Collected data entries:
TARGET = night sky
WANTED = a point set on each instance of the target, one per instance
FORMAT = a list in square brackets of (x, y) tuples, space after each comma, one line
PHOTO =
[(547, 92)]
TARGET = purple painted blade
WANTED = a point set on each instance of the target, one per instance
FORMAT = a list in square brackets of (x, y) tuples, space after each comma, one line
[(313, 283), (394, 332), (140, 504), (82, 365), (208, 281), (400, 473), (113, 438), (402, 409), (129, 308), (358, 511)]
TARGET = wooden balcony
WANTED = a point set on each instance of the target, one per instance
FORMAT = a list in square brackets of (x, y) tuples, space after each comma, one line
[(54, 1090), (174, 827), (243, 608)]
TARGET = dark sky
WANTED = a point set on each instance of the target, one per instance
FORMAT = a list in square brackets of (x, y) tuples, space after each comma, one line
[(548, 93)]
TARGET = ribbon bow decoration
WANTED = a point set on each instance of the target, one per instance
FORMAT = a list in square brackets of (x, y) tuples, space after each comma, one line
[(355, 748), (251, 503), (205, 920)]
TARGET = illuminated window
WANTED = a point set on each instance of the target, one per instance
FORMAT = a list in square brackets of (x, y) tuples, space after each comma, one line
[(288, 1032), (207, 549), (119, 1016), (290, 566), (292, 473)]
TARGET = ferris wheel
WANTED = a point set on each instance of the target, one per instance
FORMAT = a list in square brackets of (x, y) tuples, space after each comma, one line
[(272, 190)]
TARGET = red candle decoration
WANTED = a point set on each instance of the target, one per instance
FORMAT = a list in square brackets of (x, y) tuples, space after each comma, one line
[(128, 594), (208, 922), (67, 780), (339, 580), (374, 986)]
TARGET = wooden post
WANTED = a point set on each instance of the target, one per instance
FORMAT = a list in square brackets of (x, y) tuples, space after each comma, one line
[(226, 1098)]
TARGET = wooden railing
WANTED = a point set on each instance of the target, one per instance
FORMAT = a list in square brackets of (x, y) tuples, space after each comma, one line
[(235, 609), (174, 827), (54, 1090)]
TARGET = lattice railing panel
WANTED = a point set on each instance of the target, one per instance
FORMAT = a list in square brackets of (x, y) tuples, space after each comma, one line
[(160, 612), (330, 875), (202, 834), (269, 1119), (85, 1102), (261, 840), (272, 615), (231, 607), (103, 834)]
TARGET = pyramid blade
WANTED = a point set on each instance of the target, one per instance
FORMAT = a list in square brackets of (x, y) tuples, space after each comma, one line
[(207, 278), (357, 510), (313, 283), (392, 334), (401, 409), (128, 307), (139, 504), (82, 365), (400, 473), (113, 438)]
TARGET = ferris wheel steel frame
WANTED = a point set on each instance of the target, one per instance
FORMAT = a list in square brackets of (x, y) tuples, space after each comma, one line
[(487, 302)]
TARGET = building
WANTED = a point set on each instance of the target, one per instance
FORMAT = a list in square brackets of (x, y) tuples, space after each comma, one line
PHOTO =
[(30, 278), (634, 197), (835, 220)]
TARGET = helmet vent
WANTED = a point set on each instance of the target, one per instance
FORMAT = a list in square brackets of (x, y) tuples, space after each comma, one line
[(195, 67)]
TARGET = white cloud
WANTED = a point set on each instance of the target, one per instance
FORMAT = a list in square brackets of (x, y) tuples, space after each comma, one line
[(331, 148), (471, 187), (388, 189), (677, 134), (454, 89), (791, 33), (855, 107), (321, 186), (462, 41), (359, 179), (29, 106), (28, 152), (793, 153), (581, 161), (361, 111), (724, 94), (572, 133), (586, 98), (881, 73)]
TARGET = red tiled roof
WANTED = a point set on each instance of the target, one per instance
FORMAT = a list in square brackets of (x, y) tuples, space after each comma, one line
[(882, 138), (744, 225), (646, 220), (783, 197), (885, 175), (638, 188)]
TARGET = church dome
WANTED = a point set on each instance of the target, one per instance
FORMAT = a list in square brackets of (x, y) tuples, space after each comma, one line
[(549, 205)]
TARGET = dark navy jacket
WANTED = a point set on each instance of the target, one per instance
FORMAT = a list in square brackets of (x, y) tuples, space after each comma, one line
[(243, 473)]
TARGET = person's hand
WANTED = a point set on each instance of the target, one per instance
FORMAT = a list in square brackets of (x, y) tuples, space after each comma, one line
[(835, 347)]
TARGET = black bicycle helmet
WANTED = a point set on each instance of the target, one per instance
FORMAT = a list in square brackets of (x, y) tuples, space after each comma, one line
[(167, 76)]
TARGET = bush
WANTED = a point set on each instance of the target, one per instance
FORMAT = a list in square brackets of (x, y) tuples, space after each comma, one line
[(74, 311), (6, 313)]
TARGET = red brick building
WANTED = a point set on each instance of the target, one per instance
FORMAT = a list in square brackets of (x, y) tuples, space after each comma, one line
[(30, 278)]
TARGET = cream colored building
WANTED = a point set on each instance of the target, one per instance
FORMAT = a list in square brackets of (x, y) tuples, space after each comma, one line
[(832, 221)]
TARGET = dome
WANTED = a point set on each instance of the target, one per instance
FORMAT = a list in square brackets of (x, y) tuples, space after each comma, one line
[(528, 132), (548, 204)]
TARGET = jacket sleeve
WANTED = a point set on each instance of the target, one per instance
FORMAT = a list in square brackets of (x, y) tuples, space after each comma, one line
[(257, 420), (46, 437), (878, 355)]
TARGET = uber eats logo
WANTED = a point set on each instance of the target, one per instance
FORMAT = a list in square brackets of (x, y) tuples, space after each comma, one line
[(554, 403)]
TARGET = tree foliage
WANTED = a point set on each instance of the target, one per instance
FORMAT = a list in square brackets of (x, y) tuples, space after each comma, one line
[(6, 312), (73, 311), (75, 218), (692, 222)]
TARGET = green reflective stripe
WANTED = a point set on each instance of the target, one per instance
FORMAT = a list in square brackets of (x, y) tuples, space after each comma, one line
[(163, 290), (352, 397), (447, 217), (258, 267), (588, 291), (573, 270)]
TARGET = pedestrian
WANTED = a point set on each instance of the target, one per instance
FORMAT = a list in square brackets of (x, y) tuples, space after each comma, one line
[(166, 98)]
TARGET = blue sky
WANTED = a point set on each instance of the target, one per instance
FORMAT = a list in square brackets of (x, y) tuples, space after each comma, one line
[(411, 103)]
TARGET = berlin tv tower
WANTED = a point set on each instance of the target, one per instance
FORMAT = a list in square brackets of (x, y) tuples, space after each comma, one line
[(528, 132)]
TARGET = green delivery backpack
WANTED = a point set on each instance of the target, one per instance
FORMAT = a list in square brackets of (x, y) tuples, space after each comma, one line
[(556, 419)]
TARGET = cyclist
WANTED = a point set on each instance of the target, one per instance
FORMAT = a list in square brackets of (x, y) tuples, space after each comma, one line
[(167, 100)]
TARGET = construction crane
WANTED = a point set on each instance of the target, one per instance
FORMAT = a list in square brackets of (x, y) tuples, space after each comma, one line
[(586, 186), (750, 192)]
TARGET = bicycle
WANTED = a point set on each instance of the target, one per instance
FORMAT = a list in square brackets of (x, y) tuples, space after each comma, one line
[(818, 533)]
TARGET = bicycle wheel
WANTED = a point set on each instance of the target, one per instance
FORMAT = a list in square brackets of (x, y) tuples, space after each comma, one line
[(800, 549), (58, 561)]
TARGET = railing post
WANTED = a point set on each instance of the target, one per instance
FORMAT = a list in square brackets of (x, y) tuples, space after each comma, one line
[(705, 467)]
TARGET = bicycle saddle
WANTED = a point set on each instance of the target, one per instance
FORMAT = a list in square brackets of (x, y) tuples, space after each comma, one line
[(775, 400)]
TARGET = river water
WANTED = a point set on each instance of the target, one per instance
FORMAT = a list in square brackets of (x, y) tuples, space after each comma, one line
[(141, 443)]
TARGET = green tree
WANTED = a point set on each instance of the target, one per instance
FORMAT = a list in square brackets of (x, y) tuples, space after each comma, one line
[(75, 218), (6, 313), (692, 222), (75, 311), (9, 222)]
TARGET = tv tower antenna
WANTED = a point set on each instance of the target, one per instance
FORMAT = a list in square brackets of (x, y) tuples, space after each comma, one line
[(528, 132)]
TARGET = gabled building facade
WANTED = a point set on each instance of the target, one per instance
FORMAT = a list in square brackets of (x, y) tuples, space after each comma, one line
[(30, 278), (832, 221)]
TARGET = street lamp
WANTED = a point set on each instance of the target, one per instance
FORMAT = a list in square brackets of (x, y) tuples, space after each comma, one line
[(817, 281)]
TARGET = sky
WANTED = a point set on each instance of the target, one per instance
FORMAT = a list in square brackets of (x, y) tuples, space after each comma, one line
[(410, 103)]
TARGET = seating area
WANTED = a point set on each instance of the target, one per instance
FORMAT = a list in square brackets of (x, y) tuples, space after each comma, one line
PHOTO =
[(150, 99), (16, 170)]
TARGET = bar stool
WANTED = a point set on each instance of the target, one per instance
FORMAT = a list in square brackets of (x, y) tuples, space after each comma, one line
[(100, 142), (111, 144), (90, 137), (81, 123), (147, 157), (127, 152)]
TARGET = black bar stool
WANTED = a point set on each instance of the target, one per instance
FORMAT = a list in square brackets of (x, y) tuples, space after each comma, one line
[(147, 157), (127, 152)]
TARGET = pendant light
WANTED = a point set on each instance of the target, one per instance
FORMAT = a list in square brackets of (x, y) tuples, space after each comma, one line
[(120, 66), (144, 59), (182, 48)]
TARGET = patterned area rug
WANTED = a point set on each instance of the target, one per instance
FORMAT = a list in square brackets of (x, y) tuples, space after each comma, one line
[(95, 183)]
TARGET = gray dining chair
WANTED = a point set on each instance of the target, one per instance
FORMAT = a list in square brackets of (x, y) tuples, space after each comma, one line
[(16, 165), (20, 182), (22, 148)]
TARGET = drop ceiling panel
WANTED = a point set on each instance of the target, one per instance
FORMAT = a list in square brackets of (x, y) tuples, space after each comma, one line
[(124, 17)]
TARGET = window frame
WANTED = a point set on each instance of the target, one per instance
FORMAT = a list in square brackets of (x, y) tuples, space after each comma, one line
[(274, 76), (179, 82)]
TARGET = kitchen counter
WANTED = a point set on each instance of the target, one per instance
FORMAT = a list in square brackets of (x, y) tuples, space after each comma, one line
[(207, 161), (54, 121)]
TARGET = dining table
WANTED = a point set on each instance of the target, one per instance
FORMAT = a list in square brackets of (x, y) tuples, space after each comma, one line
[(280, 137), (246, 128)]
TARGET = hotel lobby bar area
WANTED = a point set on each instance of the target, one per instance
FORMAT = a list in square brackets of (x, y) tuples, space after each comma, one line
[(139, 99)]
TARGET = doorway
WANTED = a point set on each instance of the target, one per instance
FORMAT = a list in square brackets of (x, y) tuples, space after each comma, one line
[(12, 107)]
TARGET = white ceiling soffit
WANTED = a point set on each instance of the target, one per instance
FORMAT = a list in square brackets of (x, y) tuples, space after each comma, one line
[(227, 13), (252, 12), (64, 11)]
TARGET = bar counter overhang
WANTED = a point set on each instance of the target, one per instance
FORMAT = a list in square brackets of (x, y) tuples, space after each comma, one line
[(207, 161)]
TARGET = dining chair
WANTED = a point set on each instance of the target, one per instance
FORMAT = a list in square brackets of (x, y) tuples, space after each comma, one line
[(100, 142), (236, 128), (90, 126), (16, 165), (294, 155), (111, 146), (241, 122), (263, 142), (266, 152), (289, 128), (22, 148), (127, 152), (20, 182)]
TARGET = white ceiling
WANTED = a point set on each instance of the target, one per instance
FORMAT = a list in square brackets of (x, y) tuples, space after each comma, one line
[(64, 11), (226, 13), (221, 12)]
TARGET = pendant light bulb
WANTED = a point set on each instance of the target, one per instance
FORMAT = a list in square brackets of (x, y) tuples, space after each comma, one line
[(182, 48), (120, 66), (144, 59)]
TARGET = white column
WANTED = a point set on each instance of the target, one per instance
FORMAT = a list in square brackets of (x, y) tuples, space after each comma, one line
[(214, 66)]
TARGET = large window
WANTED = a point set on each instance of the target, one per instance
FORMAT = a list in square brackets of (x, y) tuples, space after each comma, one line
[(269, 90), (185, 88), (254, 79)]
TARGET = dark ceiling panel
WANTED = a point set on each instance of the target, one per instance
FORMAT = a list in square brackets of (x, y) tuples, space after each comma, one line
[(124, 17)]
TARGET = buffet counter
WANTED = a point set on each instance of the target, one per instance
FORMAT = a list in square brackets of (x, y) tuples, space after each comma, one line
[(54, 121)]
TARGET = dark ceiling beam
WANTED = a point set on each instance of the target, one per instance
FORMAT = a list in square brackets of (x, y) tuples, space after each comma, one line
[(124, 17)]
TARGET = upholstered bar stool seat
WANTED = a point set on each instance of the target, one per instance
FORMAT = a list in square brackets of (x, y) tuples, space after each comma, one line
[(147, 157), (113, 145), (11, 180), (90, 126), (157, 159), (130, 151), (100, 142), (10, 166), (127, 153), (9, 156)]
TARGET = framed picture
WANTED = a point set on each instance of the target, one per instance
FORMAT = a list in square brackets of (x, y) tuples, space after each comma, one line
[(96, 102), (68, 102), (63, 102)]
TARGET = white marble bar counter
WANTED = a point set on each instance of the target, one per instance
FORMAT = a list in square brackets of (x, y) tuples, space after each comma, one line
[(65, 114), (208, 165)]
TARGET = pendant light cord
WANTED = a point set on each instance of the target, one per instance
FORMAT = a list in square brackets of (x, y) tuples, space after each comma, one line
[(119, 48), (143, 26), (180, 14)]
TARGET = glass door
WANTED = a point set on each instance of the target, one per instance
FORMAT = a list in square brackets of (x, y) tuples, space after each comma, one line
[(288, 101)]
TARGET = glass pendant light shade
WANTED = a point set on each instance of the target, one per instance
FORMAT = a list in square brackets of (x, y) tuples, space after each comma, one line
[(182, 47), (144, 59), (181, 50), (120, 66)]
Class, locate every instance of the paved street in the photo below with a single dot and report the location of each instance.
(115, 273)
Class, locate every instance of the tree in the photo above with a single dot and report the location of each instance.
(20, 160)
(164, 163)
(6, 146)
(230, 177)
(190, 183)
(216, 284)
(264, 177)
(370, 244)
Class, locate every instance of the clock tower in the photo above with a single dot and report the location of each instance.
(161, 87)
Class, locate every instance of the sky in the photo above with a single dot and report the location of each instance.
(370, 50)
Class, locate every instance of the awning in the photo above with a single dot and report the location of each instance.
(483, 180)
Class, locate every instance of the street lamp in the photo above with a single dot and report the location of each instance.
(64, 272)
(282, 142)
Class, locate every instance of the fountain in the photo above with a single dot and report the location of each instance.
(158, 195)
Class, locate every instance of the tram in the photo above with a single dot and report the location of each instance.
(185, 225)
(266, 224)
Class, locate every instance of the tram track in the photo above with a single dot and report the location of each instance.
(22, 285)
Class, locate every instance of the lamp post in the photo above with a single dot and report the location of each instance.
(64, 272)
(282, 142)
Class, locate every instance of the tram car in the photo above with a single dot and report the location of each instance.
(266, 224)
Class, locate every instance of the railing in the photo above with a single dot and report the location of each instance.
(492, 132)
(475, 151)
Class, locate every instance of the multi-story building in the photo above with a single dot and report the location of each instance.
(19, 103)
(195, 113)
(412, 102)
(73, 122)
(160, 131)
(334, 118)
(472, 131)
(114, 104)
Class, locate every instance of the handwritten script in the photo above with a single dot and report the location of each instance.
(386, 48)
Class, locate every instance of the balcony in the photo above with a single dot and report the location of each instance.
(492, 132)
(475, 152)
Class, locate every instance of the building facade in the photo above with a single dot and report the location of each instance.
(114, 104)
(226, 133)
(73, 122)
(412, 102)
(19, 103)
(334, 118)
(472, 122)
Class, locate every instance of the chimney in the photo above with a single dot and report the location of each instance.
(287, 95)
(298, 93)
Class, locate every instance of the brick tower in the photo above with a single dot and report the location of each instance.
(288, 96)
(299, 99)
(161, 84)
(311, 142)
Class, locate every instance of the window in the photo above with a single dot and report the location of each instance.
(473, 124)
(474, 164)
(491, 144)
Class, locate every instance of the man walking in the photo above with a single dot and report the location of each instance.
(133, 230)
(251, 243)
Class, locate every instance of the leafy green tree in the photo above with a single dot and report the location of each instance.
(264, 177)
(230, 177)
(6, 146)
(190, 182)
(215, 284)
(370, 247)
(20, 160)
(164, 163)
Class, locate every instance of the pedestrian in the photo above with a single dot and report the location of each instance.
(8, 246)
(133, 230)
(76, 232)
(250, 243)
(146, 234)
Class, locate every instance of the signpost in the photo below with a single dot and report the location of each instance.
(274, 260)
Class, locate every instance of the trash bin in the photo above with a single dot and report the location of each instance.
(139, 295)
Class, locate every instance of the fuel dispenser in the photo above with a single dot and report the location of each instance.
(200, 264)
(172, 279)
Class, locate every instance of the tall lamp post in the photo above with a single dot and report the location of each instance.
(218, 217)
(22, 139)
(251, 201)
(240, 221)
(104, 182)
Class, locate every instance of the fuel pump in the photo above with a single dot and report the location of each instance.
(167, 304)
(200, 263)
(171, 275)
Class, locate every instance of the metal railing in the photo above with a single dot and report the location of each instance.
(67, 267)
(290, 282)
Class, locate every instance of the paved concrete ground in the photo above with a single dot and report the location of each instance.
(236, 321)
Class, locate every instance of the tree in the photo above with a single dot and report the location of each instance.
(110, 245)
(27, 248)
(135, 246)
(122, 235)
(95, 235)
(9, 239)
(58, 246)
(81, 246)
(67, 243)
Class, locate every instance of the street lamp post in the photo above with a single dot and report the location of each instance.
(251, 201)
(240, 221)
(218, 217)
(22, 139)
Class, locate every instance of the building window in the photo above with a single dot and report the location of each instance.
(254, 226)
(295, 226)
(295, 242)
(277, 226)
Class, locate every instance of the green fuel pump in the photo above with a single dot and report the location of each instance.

What you have to do:
Find "wheel" in the data above. Report each line where it appears.

Answer section:
TARGET = ferris wheel
TARGET = ferris wheel steel frame
TARGET = bicycle wheel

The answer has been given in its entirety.